FRAGMENTO DEL TEXTO -
━━━

Trump dice que quiere entrar al cielo. Debería estar preocupado

Por Maureen Dowd

The New York Times

Columnista en Opinión, reportando desde Washington

Levanté la mano. La monja me hizo caso.

Ella había estado hablando sobre la despiadada época de la esclavitud en mi salón de primaria en la escuela de la Natividad, a estudiantes de 7 años con uniformes verdes.

Pensé que yo tenía un argumento contraintuitivo importante que señalar al salón, aunque pasaría otra década antes de que supiera lo que significaba “contraintuitivo”.

“Una cosa”, dije, “es que hemos tenido a toda esta gente estupenda en nuestro país”.

Aunque Washington siempre ha estado muy segregado, mi familia vivía en un barrio integrado y mis dos mejores amigas eran Deborah y Peaches, unas hermanas negras. Estaba a punto de hablarle a la monja de ellas cuando dobló el dedo y me hizo señas para que pasara al frente del aula.

Cuando llegué allí, me llevó bruscamente sobre su regazo, me subió el mandil y me dio varias nalgadas con fuerza. Los demás alumnos se quedaron boquiabiertos.

Entendí el mensaje: la esclavitud no tenía ningún lado bueno. No hay nada positivo que decir. Nunca. En ninguna circunstancia.

Ojalá esa monja siguiera por aquí para dejarle claro eso al presidente.

Donald Trump es lo que las monjas llamaban “una ficha osada y descarada”, que transgrede de forma nefasta y perjudicial. La semana pasada dijo que le preocupa entrar al cielo. Debería estarlo. Las sensatas hermanas franciscanas de la Natividad le habrían advertido que se preocupara. Ha inventado nuevos mandamientos, además de los 10 usuales, solo para incumplirlos.

Dijo a Fox & Friends que esperaba que si mediaba la paz entre Rusia y Ucrania, podría colarse por las Puertas de Perlas del Cielo.

“Quiero intentar llegar al cielo si es posible”, dijo. “He oído que no me va bien. Estoy realmente en lo más bajo del tótem”.

Trump desveló un nuevo y espectacular cuadro de sí mismo colgado en el ala oeste de la Casa Blanca, con su predilecto ceño fruncido mientras se aleja a grandes zancadas de algo parecido a una llamarada en el fondo. Es una metáfora perfecta: provoca incendios y deja destrucción a su paso.

━━━

DATOS PROPORCIONADOS -
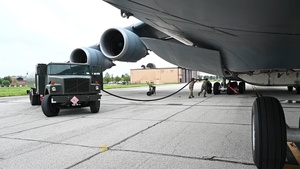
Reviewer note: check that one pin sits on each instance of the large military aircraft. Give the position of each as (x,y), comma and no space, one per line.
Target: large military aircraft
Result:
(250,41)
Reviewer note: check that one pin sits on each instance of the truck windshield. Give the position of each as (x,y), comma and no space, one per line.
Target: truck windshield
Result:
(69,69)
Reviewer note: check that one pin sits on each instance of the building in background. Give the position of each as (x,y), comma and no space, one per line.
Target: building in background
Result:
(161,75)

━━━

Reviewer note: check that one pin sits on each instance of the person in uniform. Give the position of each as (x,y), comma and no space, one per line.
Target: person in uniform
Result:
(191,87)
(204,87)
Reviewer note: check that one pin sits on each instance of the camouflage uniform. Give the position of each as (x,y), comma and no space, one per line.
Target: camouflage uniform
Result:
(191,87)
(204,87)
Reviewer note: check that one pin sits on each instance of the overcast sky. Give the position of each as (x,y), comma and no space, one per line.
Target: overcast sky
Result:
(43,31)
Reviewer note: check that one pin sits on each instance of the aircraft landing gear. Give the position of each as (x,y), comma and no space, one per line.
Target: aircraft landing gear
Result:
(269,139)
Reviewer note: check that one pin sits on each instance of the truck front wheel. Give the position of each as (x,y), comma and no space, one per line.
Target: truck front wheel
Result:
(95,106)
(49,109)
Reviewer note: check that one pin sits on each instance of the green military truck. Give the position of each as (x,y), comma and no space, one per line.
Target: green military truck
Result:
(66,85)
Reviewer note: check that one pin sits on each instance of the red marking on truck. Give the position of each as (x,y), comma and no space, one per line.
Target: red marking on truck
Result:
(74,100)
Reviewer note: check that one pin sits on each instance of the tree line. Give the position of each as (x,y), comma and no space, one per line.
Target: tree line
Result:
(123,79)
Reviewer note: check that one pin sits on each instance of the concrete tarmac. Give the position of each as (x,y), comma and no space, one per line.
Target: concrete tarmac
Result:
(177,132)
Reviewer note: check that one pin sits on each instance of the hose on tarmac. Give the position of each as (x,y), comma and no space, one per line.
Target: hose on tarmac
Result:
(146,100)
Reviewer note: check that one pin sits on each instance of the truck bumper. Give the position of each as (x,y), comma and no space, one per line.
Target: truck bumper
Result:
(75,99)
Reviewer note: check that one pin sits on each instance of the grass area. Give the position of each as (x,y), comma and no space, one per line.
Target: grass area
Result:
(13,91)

━━━

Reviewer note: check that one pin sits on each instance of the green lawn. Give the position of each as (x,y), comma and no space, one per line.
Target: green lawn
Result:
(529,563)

━━━

REQUISITOS DEL EJERCICIO -
(1) Según la columna, ¿en qué escuela estaba el salón de primaria donde la monja habló de la esclavitud?
(2) Identifica y copia cada línea de las filas de arriba que contenga la palabra "gear".

RESPUESTAS POR TAREA -
(1) En la escuela de la Natividad.

(2)
Reviewer note: check that one pin sits on each instance of the aircraft landing gear. Give the position of each as (x,y), comma and no space, one per line.
Target: aircraft landing gear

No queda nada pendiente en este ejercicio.